◆ **Task set**
A) List every going description quoted in the passage on racecourse ground conditions, each one as it appears there.
B) According to the passage on racecourse ground conditions, which runners did Haydock's ground on Saturday heavily favor?
C) Carry on the passage on racecourse ground conditions from its final sentence.

Conditions at Haydock and ParisLongchamp were so fast the previous fastest-time records this century for both the Sprint Cup and the Prix du Moulin were smashed.

The British venue started off on Thursday on ground they called ‘good, good to soft in places’ and ended on Saturday on ground they called 'good' but which Timeform progressed from 'good' on Thursday to 'good to firm' by Saturday when, had they been less charitable, they could easily have called the ground ‘firm’.

Lord Allen presumably has more pressing issues in his in-tray than incorrect official going descriptions but if anything the situation seems to me to be getting increasingly out of control.

Not only was Haydock’s version of the ground significant out but they also managed to produce conditions on Saturday that heavily favoured those who stayed close to the stands' rail – as suggested by their own going stick readings – rendering the Betfair Sprint Cup much less competitive than it ought to have been.

◆ **Information supplied**
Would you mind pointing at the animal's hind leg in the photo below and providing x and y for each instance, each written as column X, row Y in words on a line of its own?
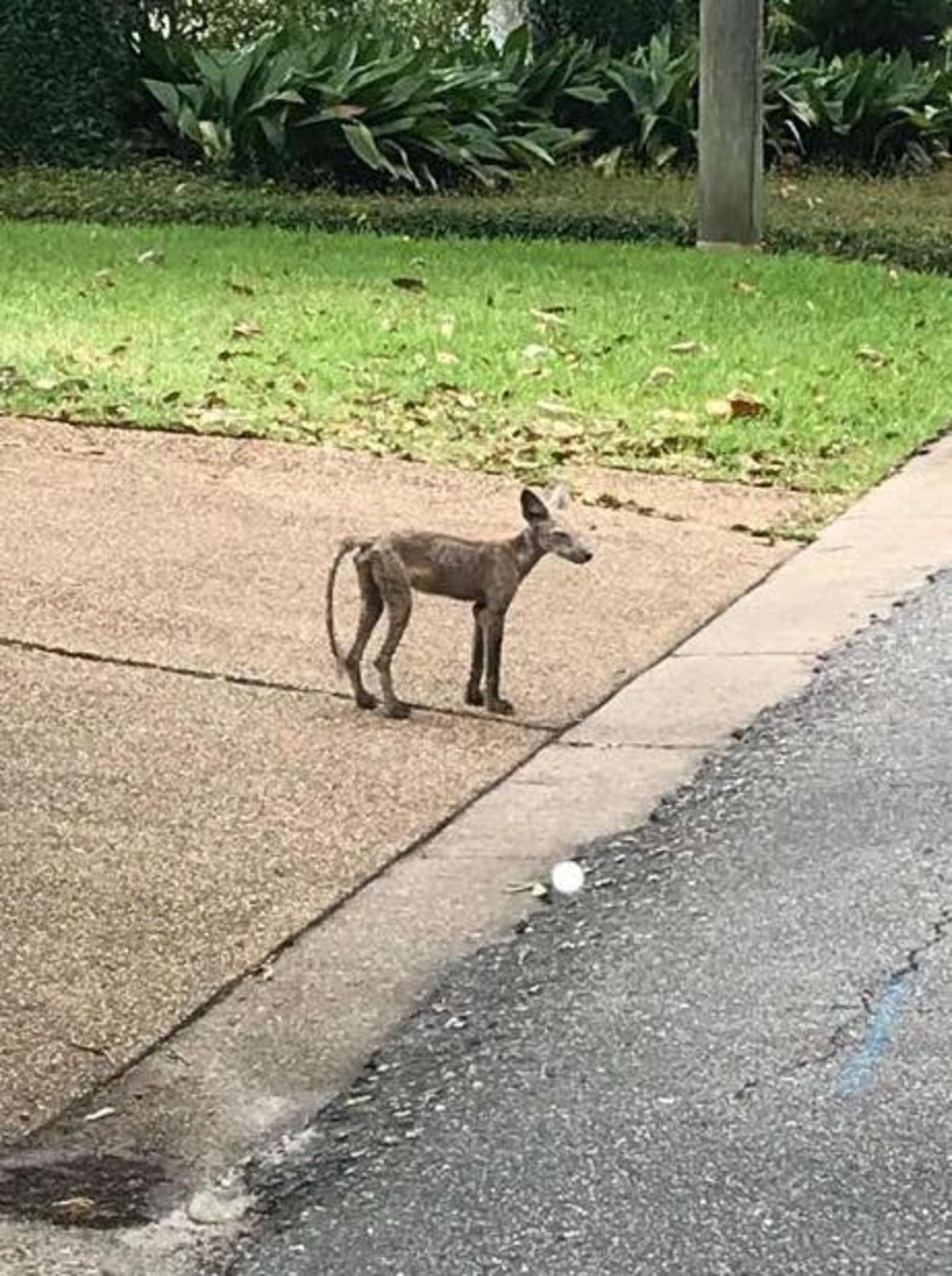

◆ **The responses**
A)
- ‘good, good to soft in places’
- 'good'
- 'good to firm'
- ‘firm’

B) Those who stayed close to the stands' rail.

C)
The first four home were the quartet that raced closest to the rail with Big Mojo breaking his Group One duck that his second-placed effort in the July Cup had suggested was going to happen sooner rather than later anyway, 2024 runner-up Kind Of Blue in second confirming last year’s placings in the Champions Sprint with Flora Of Bermuda, while Rage Of Bamby took advantage of her good draw to run into an unexpected fourth place.

The winning time – over half a second faster than the next quickest renewal this century, Minzaal’s in 2021 – translates into a winning timefigure of 115 which stacks up well with a median of their collective bests (Kind Of Blue and Flora Of Bermuda producing theirs on much slower surfaces) and suggests the result, at least amongst those that raced closest to the rail, is not far from being the ‘right one’.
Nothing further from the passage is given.